BGH, Urteil vom 22.11.2007 - Aktenzeichen III ZR 280/06

DRsp Nr. 2007/23968

Pflichten eines Entwässerungsverbandes bei absehbarem längerfristigen Ausfall von Entwässerungseinrichtungen; Anforderungen an den Nachweis der Kausalität der Verursachung eines Schadens

»a) Zu den Pflichten eines Entwässerungsverbands, bei einem absehbaren längerfristigen Ausfall von Entwässerungseinrichtungen Ersatz- und Vorsorgemaßnahmen zu treffen.b) Es besteht kein Anscheinsbeweis dahin, dass die Überschwemmung des Grundstücks eines Verbandsmitglieds auf das Abschalten eines Schöpfwerks zurückzuführen ist, wenn Vorkehrungen für eine anderweitige Ableitung des Niederschlagswassers getroffen waren.«

Normenkette:

BGB § 839 ; ZPO § 286 ;

Tatbestand:

Der klagende Landwirt bewirtschaftet in R. (Ostfriesland) einen überwiegend auf Milchwirtschaft ausgerichteten landwirtschaftlichen Betrieb. Er nimmt den beklagten Entwässerungsverband, dessen Mitglied er ist, wegen einer Überschwemmung seiner Grundstücke im September 2001 auf Schadensersatz in Anspruch.

Der Kläger ist Eigentümer von im R. H. gelegenen Flächen, die sich im Einzugsbereich des Schöpfwerks M. des beklagten Verbands befinden. Von April bis Oktober 2001 war das Schöpfwerk aufgrund von Bauarbeiten abgeschaltet. Im September 2001 kam es zu starken Regenfällen, bei denen die Weiden des Klägers teilweise im Wasser standen. Der Kläger führt dies auf einen Anstieg des Wassers im R. Tief und eine anschließende Überschwemmung seiner Grundstücke zurück und macht wegen der Stilllegung des Schöpfwerks M. sowie wegen mangelnder Vorsorgemaßnahmen den Beklagten dafür verantwortlich. Mit der Klage hat er Ersatz seines auf 19.499,64 EUR berechneten Schadens und Erstattung der Kosten eines zur Schadensermittlung eingeholten Privatgutachtens in Höhe von 639,16 EUR verlangt. Das Landgericht hat, sachverständig beraten, die Klage abgewiesen. Das Oberlandesgericht hat die Klage dem Grunde nach für gerechtfertigt erklärt und den Rechtsstreit zur Entscheidung über die Höhe des Anspruchs an das Landgericht zurückverwiesen. Mit der - vom erkennenden Senat zugelassenen - Revision verfolgt der Beklagte seinen Klageabweisungsantrag weiter.
========
**Schriftliche Aufgabe A:** Filtern Sie aus den Zeilen jede heraus, die das Wort „white“ enthält, und geben Sie diese Zeilen unverändert wieder. Groß- und Kleinschreibung ist dabei zu beachten.
**Schriftliche Aufgabe B:** Setzen Sie den Text über das BGH-Urteil zur Haftung des Entwässerungsverbands im Anschluss an seinen letzten Satz fort.

**Datensatzauszüge:**
========
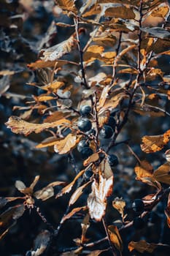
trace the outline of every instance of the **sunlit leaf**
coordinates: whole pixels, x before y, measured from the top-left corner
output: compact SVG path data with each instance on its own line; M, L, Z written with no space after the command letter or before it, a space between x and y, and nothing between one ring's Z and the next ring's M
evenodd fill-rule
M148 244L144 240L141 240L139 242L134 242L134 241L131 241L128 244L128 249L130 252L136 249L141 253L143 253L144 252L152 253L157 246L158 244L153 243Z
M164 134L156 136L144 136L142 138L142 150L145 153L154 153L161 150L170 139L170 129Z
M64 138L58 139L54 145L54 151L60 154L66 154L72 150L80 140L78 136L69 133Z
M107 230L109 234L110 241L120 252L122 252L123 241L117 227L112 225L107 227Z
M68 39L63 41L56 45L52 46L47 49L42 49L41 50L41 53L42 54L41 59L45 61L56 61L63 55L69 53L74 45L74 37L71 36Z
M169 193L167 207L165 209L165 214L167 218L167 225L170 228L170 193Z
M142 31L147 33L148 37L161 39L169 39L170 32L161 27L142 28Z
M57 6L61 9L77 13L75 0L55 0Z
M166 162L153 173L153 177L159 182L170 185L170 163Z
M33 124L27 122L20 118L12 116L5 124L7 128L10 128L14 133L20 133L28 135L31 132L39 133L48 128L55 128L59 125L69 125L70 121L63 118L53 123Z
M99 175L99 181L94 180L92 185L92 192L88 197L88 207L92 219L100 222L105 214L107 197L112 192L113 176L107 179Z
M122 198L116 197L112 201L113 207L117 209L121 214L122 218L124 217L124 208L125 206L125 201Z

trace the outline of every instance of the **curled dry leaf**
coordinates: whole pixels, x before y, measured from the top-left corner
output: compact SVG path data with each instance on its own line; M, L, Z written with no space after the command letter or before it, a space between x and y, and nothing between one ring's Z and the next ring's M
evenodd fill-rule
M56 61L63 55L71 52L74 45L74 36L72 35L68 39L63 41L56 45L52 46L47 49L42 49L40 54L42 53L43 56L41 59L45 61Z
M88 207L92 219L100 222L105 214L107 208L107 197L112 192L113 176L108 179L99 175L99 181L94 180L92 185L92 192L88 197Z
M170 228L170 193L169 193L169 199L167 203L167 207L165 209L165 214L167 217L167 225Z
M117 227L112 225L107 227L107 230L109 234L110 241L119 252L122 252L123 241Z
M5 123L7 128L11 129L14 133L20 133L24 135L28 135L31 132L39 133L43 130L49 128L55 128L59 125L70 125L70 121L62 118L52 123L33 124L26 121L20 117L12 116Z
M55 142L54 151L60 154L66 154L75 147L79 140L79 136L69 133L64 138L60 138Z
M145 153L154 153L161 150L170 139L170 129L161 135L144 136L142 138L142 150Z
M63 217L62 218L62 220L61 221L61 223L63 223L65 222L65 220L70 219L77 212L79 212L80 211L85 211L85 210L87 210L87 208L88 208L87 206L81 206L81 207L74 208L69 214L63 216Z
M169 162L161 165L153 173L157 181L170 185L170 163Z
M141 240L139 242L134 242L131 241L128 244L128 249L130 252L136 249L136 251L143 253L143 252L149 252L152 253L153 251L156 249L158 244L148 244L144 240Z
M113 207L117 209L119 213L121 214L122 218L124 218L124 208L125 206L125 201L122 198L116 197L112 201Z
========
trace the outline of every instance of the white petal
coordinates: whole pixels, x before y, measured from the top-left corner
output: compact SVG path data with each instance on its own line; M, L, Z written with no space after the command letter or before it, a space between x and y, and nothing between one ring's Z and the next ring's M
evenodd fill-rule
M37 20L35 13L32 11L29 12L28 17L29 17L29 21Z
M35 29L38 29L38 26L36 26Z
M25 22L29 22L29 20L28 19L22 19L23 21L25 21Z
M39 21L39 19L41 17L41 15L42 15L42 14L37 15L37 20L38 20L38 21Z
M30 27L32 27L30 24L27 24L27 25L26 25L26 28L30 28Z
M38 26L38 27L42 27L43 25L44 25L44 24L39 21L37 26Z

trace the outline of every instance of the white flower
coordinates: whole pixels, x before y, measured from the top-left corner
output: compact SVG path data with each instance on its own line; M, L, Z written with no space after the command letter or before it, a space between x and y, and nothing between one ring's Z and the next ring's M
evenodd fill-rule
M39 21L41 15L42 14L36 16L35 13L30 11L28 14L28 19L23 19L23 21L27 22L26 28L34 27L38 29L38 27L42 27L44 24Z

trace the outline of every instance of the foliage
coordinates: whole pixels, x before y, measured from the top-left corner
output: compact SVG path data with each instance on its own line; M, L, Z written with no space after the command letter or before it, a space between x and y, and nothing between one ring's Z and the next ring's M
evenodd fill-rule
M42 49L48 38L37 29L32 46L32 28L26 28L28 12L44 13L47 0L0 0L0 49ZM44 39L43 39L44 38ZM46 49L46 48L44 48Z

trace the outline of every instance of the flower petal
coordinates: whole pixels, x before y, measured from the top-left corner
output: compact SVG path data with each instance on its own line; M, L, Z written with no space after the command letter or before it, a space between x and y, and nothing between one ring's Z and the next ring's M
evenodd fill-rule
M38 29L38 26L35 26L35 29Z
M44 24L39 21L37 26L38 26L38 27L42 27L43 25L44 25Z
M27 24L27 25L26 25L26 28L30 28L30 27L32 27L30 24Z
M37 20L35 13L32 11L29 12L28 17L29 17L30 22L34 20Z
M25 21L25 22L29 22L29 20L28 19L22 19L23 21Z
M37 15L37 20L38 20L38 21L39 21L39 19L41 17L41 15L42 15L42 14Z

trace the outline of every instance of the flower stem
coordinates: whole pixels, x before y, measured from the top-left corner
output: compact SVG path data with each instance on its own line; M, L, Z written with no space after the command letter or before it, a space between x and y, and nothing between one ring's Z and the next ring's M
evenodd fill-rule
========
**Antwort A:**
trace the outline of every instance of the white petal
trace the outline of every instance of the white flower

**Antwort B:**
Entscheidungsgründe:

Die Revision hat Erfolg.

I. Nach Ansicht des Berufungsgerichts haftet der beklagte Verband auf Schadensersatz, weil er seine dem Kläger gegenüber als Mitglied bestehende Verpflichtung, die Entwässerung der Weideflächen zu gewährleisten, schuldhaft nicht erfüllt habe (§ 839 Abs. 1 BGB ). Als Gegenleistung für den entrichteten Mitgliedsbeitrag schulde der Beklagte vor allem die Entwässerung der vom Kläger landwirtschaftlich genutzten Flächen. Diese Verpflichtung habe der Beklagte nicht erfüllt. Die Überschwemmungen seien auf ein schuldhaftes Fehlverhalten zurückzuführen. Zwar habe das Abschalten der Anlage selbst noch keine Pflichtverletzung dargestellt. Jedoch sei der Verband verpflichtet gewesen, für die Zeit der Reparatur und des Ausfalls des Schöpfwerks Vorsorge zu treffen, um die Entwässerung trotz dieser Einschränkungen sicherzustellen. Er sei indes auf die Betriebsbeeinträchtigungen nicht ausreichend vorbereitet gewesen. Wie sich bereits daraus ergebe, dass es erwiesenermaßen zu Überschwemmungen gekommen sei, habe die Mitinanspruchnahme der Kesselschleuse E. und der B. Schleuse nebst Handbetrieb der Stufenschöpfwerke nicht ausgereicht, um das Wasser bei Auftreten überdurchschnittlicher Regenmengen von den Weiden abzuschlagen. Angesichts der Bedeutung einer funktionierenden Entwässerung für die Mitglieder sei der Beklagte verpflichtet gewesen, eine vorhandene Pumpe in Betrieb zu nehmen und - gegebenenfalls darüber hinaus - zusätzliche mobile Pumpen anzumieten, um auch Spitzenbelastungen bewältigen zu können.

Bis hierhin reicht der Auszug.